**PASSAGE GIVEN**

Part one of the this series is a founder’s primer on Sales Efficiency fundamentals.
Roll back the tape to 2005, when SaaS represented only 10% of all software-related venture capital investment. At the time, many of the nuances of a subscription-based revenue model were not nearly as well understood as they have become today. During the process of evaluating Omniture for an eventual investment, Scale’s Rory O’Driscoll was analyzing the company’s revenue traction relative to its investment in Sales & Marketing. Seeing that they were able to generate more than $2 in first-year revenue for every $1 invested in their go-to-market engine, he exclaimed, “It’s Magic!” The rest, as they say, is history.
Analyzing Ten Years of Data on Private and Public SaaS
In the early 2000’s, SaaS and cloud-based computing were still nascent concepts and poorly understood by most of the business world. Salesforce and Amazon Web Services (AWS), which have become the two dominant players in the SaaS application and cloud computing universes, were not launched until 1999 and 2002, respectively. Sure, there had been prior attempts at subscription-based models in other areas within the wider technology ecosystem (e.g. telecommunications and cable providers), but the advent of players like Salesforce and AWS marked the first real shift from CapEx to OpEx spend and forced the broader market to understand how these business models should be evaluated.
Stepping back, it is remarkable to see how far we have come in the past two decades. What this progress has given us is more than 20 years worth of data on how this ecosystem has performed and evolved over time, all the way down to the company level. And while progress within SaaS and cloud has been lightning fast as compared to other corners of the economy, these advancements have not happened without immense amounts of capital investment. Many of today’s SaaS and cloud businesses have raised hundreds of millions of dollars on the path to IPO.
As early stage SaaS investors, we are always trying to understand how the ecosystem is changing. How are things different now versus last quarter, versus last year, and five years, and a decade ago? What does it take to build an category-leading SaaS business today compared to the past? Do any patterns emerge?

**ITEMS**

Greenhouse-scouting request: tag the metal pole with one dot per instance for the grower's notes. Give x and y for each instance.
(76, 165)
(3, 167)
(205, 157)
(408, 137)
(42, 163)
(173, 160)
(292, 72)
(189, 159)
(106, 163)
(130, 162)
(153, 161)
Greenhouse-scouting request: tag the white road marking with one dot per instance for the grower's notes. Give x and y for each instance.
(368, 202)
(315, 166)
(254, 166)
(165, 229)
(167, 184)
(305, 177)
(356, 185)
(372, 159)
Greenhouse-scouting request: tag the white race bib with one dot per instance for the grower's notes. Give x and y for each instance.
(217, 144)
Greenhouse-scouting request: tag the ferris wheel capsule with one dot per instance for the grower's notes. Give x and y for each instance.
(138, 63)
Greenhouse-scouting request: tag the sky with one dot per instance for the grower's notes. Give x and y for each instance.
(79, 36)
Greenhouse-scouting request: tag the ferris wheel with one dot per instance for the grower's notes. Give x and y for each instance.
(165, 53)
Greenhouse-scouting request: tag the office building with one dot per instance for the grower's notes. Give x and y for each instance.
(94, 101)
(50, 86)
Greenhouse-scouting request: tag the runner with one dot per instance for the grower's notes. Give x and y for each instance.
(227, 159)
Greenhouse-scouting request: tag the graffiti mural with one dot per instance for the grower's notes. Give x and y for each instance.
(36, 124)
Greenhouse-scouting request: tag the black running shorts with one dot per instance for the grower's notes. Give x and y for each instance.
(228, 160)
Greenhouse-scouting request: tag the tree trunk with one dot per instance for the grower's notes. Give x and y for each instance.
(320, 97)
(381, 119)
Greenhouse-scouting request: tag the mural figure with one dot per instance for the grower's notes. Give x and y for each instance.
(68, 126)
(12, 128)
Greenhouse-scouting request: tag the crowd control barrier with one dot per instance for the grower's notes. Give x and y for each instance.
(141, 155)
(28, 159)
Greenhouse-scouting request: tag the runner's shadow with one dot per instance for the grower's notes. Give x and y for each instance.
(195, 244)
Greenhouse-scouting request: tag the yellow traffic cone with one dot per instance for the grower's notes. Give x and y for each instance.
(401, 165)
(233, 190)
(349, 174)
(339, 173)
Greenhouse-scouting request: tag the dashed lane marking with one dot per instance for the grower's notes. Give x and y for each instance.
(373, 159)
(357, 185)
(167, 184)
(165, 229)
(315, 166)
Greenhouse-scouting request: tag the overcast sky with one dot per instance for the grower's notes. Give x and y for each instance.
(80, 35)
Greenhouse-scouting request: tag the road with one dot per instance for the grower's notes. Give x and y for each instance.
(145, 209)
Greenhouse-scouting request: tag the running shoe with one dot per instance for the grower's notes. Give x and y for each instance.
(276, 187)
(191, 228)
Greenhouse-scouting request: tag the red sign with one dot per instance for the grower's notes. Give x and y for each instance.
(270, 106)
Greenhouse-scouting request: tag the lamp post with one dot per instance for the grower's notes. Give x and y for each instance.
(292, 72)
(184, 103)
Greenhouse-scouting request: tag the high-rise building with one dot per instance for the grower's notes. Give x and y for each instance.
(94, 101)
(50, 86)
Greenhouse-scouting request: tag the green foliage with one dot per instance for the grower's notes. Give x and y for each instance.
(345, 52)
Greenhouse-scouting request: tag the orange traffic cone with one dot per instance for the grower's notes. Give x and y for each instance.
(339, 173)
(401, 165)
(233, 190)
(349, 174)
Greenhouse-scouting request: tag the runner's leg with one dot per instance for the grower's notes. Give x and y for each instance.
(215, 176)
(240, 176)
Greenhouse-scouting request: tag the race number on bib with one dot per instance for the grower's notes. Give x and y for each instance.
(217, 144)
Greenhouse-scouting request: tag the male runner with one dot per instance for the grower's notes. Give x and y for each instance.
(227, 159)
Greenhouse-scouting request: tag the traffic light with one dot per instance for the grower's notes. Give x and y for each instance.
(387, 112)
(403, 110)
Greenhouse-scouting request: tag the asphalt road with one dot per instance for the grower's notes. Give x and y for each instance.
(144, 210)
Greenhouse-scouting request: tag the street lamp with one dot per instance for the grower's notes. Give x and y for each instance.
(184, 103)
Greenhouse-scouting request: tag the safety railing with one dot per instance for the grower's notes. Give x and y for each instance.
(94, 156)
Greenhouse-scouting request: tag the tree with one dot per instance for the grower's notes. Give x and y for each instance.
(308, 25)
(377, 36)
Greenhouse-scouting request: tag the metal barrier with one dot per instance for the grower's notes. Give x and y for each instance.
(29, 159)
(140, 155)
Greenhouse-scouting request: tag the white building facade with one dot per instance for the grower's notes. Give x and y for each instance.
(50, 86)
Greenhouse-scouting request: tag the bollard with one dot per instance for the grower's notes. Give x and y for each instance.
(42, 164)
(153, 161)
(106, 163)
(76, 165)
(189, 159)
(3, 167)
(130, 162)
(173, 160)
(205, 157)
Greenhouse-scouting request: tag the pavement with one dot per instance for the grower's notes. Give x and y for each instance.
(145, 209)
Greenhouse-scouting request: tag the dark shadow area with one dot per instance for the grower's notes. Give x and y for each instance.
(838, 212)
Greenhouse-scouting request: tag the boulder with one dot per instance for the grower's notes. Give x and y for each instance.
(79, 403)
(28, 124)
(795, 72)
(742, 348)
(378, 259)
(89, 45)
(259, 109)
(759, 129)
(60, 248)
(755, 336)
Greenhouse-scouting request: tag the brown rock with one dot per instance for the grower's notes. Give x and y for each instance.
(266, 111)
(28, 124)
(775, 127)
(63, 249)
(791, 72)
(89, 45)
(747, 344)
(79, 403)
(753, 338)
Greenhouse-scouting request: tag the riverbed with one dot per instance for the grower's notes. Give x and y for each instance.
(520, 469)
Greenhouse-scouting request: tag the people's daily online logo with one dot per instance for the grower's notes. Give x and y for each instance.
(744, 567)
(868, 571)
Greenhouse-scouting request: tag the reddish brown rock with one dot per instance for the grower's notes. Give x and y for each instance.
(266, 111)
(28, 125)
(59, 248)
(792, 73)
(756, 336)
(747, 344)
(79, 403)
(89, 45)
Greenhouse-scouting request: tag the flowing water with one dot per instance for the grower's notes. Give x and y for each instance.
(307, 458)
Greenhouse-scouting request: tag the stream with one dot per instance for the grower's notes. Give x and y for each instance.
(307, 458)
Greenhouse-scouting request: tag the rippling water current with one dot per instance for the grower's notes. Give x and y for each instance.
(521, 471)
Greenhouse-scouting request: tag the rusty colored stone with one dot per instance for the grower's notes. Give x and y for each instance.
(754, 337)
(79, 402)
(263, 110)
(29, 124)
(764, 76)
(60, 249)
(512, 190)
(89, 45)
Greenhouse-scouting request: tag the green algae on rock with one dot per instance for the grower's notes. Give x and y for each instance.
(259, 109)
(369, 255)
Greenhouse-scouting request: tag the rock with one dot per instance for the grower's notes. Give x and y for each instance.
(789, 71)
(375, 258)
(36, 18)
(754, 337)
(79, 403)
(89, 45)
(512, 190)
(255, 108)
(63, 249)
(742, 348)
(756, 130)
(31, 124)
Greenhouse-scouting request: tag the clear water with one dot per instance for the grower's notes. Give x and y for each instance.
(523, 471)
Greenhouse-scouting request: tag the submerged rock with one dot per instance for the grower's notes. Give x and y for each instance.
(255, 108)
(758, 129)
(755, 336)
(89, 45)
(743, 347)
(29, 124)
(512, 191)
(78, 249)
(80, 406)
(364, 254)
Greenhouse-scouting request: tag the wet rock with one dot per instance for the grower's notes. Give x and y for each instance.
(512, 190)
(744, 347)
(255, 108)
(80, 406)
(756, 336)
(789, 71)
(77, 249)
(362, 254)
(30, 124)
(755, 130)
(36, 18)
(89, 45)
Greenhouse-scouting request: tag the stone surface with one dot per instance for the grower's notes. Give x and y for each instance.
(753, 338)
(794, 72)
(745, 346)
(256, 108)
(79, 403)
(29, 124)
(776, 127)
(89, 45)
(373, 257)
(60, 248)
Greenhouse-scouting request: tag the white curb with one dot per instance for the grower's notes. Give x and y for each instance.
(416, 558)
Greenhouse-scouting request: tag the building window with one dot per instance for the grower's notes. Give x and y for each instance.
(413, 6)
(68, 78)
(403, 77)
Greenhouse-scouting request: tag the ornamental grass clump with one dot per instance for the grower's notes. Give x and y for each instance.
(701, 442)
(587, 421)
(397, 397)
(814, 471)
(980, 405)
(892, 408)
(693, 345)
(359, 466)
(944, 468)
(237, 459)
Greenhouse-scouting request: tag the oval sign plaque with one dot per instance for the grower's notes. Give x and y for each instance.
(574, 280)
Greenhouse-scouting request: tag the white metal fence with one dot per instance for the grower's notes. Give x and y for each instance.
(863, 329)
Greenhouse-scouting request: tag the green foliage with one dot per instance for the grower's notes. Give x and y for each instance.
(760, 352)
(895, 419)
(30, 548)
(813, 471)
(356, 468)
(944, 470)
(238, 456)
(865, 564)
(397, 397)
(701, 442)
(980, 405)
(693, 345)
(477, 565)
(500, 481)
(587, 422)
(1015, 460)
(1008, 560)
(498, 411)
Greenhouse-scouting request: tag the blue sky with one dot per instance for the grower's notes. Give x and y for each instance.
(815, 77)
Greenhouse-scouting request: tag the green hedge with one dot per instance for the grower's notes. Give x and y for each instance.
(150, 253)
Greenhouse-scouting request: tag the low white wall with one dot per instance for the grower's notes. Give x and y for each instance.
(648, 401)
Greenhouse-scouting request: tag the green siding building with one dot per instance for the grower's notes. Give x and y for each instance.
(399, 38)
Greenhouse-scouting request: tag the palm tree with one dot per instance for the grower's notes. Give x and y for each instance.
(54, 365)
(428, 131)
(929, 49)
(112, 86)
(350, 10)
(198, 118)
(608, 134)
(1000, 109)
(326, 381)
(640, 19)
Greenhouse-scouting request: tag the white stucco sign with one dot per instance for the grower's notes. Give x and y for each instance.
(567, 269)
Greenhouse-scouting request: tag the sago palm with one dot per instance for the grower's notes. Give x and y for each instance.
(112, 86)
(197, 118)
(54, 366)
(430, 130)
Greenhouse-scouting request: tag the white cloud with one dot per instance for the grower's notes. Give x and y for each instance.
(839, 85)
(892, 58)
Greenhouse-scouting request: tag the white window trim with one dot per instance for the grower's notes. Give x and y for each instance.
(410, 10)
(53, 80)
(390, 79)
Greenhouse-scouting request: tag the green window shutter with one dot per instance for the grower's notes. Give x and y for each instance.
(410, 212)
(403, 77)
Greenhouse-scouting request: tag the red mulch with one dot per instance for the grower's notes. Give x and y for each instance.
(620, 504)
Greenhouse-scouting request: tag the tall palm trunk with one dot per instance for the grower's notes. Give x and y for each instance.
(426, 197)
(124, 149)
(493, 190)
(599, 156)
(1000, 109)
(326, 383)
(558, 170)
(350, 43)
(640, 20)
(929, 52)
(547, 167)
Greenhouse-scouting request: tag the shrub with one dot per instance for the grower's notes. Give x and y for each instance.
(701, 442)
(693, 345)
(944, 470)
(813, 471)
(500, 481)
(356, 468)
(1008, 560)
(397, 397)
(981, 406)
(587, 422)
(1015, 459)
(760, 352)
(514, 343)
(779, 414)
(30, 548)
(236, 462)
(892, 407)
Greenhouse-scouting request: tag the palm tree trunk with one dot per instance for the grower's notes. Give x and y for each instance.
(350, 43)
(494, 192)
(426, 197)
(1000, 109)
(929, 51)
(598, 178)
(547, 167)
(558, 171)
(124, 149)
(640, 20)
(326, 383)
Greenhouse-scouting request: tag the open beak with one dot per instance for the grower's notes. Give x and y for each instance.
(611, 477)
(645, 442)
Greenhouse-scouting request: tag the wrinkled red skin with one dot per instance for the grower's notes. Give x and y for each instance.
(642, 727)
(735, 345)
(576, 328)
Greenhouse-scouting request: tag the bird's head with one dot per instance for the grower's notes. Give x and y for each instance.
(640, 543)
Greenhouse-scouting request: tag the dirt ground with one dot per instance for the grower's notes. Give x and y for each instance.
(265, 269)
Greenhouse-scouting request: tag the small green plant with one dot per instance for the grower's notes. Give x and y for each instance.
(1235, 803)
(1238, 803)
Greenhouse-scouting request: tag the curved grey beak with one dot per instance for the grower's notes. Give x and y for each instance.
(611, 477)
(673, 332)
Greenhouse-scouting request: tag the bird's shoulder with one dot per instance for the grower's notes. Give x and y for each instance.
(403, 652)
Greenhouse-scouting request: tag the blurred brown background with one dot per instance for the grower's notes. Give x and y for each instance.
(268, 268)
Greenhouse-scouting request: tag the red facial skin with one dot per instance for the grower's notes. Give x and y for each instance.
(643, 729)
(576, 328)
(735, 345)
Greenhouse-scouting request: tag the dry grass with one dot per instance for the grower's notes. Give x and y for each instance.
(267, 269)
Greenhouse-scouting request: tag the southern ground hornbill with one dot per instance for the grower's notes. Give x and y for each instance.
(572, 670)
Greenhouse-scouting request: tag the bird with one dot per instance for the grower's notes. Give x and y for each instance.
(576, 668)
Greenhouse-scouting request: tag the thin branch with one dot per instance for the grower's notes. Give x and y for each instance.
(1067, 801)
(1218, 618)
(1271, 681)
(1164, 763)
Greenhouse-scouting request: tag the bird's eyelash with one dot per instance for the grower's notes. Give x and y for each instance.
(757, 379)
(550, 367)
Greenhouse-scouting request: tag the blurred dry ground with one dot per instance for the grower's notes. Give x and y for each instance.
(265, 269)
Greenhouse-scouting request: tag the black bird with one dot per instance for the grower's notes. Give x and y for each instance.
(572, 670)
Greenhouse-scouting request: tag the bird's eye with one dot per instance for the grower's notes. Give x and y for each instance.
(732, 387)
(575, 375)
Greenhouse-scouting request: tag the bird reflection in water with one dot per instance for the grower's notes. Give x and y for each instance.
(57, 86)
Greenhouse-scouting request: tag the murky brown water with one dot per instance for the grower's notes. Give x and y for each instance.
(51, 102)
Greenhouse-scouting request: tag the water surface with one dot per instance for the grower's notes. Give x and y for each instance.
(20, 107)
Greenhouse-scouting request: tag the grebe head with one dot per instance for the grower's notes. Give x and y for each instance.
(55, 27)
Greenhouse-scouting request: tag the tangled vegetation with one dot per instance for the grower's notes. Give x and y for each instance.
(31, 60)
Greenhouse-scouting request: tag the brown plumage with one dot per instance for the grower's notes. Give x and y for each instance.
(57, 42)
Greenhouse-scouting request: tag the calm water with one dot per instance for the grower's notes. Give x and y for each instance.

**THINGS TO DO**
(1) Reproduce the portion of the SaaS article that runs from "Stepping back, it" to "any patterns emerge?".
(2) Render this sentence from the SaaS article in Spanish: "Stepping back, it is remarkable to see how far we have come in the past two decades."
None of the data is needed here.

**IN RESPONSE**
(1)
Stepping back, it is remarkable to see how far we have come in the past two decades. What this progress has given us is more than 20 years worth of data on how this ecosystem has performed and evolved over time, all the way down to the company level. And while progress within SaaS and cloud has been lightning fast as compared to other corners of the economy, these advancements have not happened without immense amounts of capital investment. Many of today’s SaaS and cloud businesses have raised hundreds of millions of dollars on the path to IPO.
As early stage SaaS investors, we are always trying to understand how the ecosystem is changing. How are things different now versus last quarter, versus last year, and five years, and a decade ago? What does it take to build an category-leading SaaS business today compared to the past? Do any patterns emerge?

(2) Mirando en perspectiva, es notable ver lo lejos que hemos llegado en las últimas dos décadas.